From the first line of the records through the line containing "ask: trace the", retype every line exactly and nothing else.

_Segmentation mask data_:

┌──

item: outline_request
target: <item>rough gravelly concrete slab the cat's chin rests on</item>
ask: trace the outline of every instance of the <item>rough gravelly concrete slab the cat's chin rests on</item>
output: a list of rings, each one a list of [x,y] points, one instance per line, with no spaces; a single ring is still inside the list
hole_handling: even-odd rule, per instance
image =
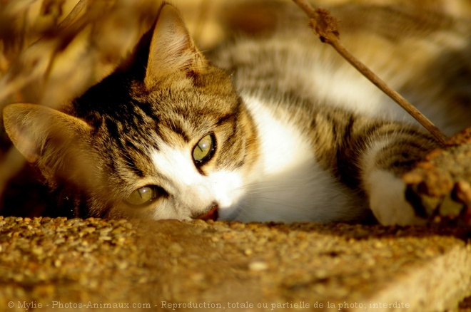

└──

_Task output_:
item: outline_request
target: <item>rough gravelly concrete slab the cat's chin rests on</item>
ask: trace the outline of every instance of the <item>rough gravelly concrete slab the cat's chin rests on</item>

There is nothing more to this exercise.